### Aim of the exercise
Give a verbatim repeat of the lines that run from the line containing "Tag a point on every instance of the logo" to the end of the data below.

--- Start Task data ---

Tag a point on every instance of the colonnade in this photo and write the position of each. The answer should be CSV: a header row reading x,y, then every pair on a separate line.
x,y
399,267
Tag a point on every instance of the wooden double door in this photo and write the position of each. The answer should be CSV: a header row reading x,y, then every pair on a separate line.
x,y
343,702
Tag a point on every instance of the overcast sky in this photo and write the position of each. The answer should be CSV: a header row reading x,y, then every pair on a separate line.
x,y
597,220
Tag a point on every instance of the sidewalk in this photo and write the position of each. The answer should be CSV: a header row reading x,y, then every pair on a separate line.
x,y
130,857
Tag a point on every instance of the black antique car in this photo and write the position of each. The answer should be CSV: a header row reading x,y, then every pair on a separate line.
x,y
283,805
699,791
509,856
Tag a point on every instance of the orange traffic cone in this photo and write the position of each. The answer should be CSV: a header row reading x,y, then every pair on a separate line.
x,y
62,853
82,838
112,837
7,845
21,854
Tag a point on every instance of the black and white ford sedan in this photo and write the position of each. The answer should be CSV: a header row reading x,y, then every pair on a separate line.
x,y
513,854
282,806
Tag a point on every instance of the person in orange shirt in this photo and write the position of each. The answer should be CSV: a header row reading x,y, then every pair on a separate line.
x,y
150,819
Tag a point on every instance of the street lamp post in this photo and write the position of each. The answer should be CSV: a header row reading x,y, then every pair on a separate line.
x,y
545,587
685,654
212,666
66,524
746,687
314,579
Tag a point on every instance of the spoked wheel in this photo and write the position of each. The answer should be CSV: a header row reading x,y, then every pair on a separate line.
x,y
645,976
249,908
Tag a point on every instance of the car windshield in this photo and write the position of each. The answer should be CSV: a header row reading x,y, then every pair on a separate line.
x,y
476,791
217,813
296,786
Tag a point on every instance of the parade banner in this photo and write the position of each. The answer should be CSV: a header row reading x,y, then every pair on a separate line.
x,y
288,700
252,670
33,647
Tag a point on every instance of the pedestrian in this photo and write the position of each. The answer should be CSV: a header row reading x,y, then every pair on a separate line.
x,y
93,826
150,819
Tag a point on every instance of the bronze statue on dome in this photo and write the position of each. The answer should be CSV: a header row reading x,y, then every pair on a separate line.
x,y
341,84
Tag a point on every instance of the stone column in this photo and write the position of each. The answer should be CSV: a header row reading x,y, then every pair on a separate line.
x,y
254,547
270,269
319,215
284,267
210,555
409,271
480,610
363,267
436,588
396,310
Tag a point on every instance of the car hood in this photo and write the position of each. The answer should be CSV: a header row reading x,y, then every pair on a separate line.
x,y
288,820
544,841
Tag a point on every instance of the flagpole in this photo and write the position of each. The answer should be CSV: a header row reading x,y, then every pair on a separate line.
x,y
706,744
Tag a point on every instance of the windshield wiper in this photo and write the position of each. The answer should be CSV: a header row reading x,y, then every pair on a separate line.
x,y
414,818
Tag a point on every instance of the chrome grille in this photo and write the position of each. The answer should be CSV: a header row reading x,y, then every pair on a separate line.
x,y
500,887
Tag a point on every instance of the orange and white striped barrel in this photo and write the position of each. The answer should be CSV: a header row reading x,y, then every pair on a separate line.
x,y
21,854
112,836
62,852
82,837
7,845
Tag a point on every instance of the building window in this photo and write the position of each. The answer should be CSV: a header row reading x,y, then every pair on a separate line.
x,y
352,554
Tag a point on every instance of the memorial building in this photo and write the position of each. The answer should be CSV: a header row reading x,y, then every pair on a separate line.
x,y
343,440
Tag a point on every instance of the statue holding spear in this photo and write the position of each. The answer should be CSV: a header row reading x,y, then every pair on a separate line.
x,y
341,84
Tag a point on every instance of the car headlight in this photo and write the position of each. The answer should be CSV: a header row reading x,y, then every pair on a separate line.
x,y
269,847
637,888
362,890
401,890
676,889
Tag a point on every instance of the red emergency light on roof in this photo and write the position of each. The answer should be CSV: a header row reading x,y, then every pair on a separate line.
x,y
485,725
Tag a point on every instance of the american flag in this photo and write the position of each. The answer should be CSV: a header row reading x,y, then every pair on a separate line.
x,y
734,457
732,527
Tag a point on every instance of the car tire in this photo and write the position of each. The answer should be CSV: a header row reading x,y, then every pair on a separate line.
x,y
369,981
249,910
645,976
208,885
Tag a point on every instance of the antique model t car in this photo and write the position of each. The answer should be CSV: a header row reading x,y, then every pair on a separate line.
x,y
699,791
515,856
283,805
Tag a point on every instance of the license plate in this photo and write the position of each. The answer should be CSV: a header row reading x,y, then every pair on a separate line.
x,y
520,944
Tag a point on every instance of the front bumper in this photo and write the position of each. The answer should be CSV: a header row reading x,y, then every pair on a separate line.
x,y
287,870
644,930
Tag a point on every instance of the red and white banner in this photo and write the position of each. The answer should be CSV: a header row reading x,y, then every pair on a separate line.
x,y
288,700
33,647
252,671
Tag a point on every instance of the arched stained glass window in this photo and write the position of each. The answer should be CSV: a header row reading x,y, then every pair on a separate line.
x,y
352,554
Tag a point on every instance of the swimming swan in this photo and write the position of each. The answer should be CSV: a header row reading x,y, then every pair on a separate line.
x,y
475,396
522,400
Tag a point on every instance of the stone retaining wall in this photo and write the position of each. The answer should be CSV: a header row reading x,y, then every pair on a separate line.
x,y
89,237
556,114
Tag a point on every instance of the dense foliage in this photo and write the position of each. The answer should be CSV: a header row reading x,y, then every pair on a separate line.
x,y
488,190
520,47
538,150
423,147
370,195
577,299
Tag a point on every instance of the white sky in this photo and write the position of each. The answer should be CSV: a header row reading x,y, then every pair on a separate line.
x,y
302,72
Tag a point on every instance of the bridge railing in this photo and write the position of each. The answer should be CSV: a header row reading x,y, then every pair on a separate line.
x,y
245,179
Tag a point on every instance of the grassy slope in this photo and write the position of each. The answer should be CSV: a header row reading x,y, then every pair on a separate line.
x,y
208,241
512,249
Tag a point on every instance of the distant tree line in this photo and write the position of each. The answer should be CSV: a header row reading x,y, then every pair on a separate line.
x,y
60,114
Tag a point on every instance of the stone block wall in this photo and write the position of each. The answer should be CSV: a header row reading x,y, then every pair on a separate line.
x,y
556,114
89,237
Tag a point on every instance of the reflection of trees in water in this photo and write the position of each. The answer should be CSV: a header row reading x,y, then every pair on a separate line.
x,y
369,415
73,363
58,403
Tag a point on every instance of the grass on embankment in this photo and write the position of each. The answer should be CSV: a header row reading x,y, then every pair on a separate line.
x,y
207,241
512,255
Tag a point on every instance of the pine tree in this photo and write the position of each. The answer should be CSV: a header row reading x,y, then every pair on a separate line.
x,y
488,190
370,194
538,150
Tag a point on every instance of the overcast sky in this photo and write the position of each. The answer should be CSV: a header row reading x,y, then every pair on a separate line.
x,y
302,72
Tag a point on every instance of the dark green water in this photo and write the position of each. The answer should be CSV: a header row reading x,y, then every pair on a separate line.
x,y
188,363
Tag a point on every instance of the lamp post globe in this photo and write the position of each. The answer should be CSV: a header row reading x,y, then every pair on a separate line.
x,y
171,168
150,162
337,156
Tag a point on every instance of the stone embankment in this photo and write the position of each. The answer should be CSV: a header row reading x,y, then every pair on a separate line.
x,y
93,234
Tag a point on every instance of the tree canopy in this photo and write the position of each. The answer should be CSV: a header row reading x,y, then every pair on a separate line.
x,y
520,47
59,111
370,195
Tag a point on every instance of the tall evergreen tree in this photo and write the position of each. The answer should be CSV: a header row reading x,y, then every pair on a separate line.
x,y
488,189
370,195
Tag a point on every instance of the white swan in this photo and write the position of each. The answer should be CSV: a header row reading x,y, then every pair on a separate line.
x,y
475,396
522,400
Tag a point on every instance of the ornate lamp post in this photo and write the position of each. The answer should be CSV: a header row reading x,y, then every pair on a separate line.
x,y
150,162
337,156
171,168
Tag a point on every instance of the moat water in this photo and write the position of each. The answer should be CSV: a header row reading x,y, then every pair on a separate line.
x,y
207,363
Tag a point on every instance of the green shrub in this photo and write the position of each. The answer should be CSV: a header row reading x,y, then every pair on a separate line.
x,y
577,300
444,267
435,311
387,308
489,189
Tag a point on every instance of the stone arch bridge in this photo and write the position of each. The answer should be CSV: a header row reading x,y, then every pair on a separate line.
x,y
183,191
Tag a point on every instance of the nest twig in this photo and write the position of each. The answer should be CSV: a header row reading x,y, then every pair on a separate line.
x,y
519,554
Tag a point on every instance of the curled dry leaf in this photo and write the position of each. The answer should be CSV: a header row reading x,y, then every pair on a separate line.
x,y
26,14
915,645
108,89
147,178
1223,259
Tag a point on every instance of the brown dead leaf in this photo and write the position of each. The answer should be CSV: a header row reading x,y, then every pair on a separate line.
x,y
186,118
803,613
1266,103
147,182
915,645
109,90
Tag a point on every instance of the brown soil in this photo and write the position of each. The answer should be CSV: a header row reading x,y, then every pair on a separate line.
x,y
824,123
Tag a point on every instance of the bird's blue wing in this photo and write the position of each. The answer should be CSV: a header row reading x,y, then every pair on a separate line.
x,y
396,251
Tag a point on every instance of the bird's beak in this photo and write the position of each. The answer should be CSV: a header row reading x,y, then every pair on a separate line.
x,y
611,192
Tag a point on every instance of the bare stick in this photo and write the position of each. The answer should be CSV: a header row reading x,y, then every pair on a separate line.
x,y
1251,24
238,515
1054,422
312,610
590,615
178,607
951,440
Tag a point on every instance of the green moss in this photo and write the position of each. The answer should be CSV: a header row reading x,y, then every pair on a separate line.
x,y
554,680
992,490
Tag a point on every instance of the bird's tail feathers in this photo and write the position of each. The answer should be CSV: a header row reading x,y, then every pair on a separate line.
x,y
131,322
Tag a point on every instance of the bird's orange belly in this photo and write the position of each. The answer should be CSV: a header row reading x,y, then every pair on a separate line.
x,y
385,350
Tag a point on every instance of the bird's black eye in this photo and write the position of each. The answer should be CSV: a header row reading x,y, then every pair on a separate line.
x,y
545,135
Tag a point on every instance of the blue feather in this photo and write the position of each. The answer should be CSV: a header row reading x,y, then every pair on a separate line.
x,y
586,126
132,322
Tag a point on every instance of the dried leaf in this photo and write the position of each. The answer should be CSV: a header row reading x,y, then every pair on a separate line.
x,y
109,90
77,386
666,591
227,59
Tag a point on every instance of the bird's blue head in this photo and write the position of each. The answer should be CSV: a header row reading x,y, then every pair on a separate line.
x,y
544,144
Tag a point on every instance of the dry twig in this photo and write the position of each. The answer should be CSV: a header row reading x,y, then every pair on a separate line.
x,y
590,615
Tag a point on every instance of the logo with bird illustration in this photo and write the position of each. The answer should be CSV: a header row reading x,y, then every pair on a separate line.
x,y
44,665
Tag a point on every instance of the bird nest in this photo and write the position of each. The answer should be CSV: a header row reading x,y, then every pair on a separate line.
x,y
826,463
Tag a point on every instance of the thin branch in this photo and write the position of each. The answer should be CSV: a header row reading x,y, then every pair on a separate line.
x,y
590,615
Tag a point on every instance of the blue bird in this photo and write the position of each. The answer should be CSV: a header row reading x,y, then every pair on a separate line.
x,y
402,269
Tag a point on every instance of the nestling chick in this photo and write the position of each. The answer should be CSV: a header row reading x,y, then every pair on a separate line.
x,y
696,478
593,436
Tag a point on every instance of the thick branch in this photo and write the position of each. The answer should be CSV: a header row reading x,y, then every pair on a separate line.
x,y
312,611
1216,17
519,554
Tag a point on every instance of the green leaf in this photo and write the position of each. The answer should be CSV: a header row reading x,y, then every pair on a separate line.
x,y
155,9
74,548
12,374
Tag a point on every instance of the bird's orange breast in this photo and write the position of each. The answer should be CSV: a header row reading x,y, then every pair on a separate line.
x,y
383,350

--- End Task data ---

### Answer in full
Tag a point on every instance of the logo with bird illustration in this photo and write the position of each. The answer should be CSV: a header row reading x,y, then every pair on a separate line.
x,y
44,665
Tag a point on every instance of the bird nest in this photo and write the position of each. The answer should be CSV: a header row reading x,y, then every pair on a separate line.
x,y
826,463
Tag a point on every instance of the thin branch in this photo and write the position of each. The answer should be CSV: a header row reading x,y, then every pair on a separate line.
x,y
590,615
Tag a point on every instance of the blue bird in this photo and write the position of each. The answer should be CSV: a header row reading x,y, then every pair on a separate line.
x,y
402,269
Tag a point on every instance of the nestling chick in this photo and write the position of each. The answer should be CSV: a header row reading x,y, then every pair on a separate line.
x,y
696,478
593,436
Tag a point on every instance of the thick branch in this photo and write the position of each. The answer should be CSV: a header row reading x,y, then every pair on a separate line.
x,y
312,611
1216,17
519,554
Tag a point on every instance of the green leaf in this photo and write the position of each. The answer should be CSV: a header row reading x,y, then every pair on a separate line.
x,y
155,9
74,548
12,374
Tag a point on every instance of the bird's orange breast in this photo and write the position of each. The answer should be CSV: a header row reading x,y, then every pair on a separate line.
x,y
383,350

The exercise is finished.